▶ **ABOUT THIS TASK**: Write the records out once more, exactly as they are given.

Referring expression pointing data
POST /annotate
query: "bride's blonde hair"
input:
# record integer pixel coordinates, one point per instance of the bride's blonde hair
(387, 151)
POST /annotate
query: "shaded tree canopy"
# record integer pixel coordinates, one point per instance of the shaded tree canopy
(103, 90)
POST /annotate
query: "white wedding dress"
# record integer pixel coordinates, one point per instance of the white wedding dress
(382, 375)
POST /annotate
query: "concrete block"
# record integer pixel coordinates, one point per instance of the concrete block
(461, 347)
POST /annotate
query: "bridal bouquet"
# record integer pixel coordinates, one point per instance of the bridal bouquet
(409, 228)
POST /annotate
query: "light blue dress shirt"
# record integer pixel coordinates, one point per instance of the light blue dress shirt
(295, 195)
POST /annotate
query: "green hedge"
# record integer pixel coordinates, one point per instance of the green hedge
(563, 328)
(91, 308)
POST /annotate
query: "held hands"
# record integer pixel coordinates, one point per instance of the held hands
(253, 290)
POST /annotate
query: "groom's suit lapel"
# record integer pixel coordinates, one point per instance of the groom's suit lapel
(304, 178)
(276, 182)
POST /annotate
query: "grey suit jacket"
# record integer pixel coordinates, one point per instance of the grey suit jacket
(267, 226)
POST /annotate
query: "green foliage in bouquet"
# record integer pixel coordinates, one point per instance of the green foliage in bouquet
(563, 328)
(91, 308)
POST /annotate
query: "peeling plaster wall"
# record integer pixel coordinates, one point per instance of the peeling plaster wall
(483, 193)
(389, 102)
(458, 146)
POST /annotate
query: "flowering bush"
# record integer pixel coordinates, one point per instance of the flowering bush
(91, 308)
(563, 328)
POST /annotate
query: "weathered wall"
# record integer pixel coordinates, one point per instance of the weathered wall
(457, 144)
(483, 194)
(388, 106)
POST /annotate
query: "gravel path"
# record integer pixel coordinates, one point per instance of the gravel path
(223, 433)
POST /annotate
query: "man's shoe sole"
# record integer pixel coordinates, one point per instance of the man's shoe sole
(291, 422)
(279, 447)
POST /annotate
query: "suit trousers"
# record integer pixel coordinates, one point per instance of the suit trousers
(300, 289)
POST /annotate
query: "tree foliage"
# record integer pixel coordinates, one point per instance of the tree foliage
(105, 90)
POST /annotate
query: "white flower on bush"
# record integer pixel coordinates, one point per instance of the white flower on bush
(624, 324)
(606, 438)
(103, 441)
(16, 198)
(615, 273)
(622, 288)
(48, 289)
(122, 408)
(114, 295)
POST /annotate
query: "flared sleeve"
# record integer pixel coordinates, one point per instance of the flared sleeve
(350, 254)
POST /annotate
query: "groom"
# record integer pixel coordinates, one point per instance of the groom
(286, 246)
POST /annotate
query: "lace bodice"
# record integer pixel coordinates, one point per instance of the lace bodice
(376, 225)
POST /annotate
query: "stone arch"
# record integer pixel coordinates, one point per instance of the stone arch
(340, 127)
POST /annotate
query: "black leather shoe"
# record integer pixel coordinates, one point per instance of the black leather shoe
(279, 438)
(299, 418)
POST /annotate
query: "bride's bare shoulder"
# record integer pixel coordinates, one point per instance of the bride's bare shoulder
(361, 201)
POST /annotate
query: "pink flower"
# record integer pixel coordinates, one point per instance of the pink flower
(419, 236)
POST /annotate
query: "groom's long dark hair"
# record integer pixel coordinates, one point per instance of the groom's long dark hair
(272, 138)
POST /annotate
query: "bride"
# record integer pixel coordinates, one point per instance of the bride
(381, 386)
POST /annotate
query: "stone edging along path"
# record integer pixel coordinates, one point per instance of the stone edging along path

▶ **RESULT FOR THIS TASK**:
POST /annotate
query: "bride's blonde hair"
input:
# record integer pixel coordinates, one point per instance of the bride's blonde hair
(387, 151)
POST /annotate
query: "shaded tree canopy"
# record integer pixel coordinates, one point per instance of the shaded tree canopy
(103, 90)
POST /annotate
query: "white wedding dress"
# record integer pixel coordinates, one point per instance of the white wedding dress
(382, 375)
POST /annotate
query: "concrete block"
# record integer pixel coordinates, one point per instance of the concrete block
(461, 347)
POST /annotate
query: "bridal bouquet"
# record integer pixel coordinates, one point per instance of the bridal bouquet
(409, 228)
POST /annotate
query: "light blue dress shirt"
# record integer pixel coordinates, one point per instance of the light blue dress shirt
(295, 195)
POST /annotate
query: "green hedge"
# record integer pixel coordinates, one point per instance of the green hedge
(563, 328)
(91, 308)
POST /annotate
query: "held hands"
# record integer pixel coordinates, one point per instance of the held hands
(253, 290)
POST /annotate
query: "groom's suit lapel"
# record integer pixel coordinates, one point per instance of the groom's suit lapel
(304, 178)
(276, 182)
POST /annotate
query: "grey suit jacket"
# record integer pixel coordinates, one point per instance of the grey suit jacket
(267, 226)
POST /annotate
query: "green foliage in bouquet"
# record integer pixel coordinates, one point per instance of the green foliage in bouquet
(563, 328)
(91, 308)
POST /annotate
query: "peeling plaster wall"
# record integer pixel coordinates, one point per instance of the peeling plaster wall
(483, 193)
(389, 102)
(458, 146)
POST /annotate
query: "flowering bush"
# record integer pixel coordinates, one point per instance of the flowering bush
(91, 308)
(563, 328)
POST /annotate
query: "weathered wall"
# record integer pixel coordinates, one point per instance of the weathered wall
(457, 144)
(483, 194)
(388, 106)
POST /annotate
query: "gravel path"
# record integer pixel coordinates, one point per instance of the gravel path
(223, 433)
POST /annotate
query: "man's shoe sole"
# record integer pixel coordinates, one point per instance of the man's shoe sole
(291, 422)
(279, 447)
POST /annotate
query: "suit trousers"
# record integer pixel coordinates, one point per instance of the suit trousers
(300, 289)
POST /annotate
query: "tree foliage"
# record integer pixel coordinates, one point per instance of the tree foliage
(105, 90)
POST /annotate
query: "white flower on bush"
# record integer pixel coordinates, one point per instance of the white flower on bush
(624, 324)
(606, 438)
(103, 441)
(16, 198)
(615, 273)
(622, 288)
(48, 289)
(122, 408)
(114, 295)
POST /annotate
query: "flared sleeve"
# record integer pixel coordinates, one point per instance of the flared sleeve
(350, 254)
POST /annotate
query: "groom"
# record integer pixel coordinates, one point per instance of the groom
(286, 246)
POST /annotate
query: "lace bodice"
# record integer pixel coordinates, one point per instance of the lace bodice
(376, 225)
POST /annotate
query: "stone arch"
# record integer pixel coordinates, one point per instance of the stone arch
(340, 127)
POST /annotate
query: "black leather shoe"
# record integer pixel coordinates, one point per instance of the black leather shoe
(279, 438)
(299, 418)
POST /annotate
query: "bride's bare shoulder"
# record integer pixel coordinates, one point per instance of the bride's bare shoulder
(361, 201)
POST /annotate
query: "pink flower"
# record integer pixel coordinates, one point per instance of the pink flower
(419, 236)
POST /annotate
query: "groom's long dark hair"
# record integer pixel coordinates, one point per instance of the groom's long dark hair
(272, 138)
POST /annotate
query: "bride"
# record integer pixel coordinates, one point per instance of the bride
(381, 386)
POST /annotate
query: "stone edging along path"
# record integer pixel coordinates, one point per instance of the stone edging along path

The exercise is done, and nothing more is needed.